What needs to be done
Copy out the listing below word for word, from the line containing "Task: annotate every instance of the parked" through the end of the listing.

********

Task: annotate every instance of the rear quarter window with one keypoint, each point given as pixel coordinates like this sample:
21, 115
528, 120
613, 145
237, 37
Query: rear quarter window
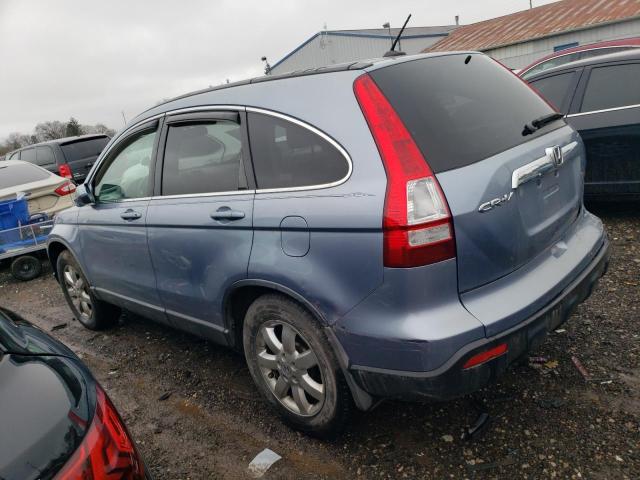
458, 111
612, 86
14, 175
287, 155
84, 149
555, 89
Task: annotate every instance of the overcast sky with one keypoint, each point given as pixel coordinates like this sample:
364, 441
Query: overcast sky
93, 60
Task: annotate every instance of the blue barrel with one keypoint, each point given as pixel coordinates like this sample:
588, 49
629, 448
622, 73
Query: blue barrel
14, 213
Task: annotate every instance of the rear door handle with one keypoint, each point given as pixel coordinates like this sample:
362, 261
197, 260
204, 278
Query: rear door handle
130, 215
225, 213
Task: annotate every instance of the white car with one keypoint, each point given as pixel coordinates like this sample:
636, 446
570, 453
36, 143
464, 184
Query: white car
46, 192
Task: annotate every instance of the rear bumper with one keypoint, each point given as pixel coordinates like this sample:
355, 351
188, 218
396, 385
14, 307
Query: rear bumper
452, 380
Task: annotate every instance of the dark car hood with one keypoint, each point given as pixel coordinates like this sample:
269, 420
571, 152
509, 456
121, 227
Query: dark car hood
19, 336
47, 400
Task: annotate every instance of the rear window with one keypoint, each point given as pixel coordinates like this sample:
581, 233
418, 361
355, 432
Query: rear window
84, 149
461, 112
13, 175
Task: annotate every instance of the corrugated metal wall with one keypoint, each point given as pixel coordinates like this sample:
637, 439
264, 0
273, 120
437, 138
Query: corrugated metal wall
329, 49
522, 54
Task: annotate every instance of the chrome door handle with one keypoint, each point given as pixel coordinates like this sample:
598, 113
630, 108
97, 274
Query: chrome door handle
227, 214
130, 215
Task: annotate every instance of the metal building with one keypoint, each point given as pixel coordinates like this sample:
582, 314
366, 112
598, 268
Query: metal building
519, 39
329, 47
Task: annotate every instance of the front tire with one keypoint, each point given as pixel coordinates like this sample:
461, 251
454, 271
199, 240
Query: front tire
92, 313
294, 366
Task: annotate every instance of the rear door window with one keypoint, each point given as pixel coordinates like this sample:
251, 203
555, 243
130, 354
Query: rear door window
203, 157
13, 175
44, 156
287, 155
461, 108
612, 86
556, 89
28, 155
84, 149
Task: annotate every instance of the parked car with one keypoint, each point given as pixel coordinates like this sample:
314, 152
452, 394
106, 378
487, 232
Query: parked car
57, 422
601, 99
400, 228
46, 192
70, 157
581, 52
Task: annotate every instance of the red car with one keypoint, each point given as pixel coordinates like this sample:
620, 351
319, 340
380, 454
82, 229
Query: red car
578, 53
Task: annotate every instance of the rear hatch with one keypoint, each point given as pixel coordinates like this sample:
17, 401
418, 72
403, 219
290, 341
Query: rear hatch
467, 113
81, 154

********

Task response
Task: annotate every instance of the parked car with one keypoint, each point given as pixel coordinates like this sample:
314, 152
452, 394
106, 378
487, 232
Query: parked car
57, 422
601, 99
400, 228
46, 192
70, 157
581, 52
Task: annotate every instance of the red car with one keypoint, each point given as pixel coordinates like this sample:
620, 351
319, 340
380, 454
82, 229
Query: red car
578, 53
Task: annotate every instance of the rear hatch with one keypoint, each point given as pixel coordinates like this sample:
17, 401
418, 72
403, 219
290, 341
Query: rear hatch
467, 113
81, 154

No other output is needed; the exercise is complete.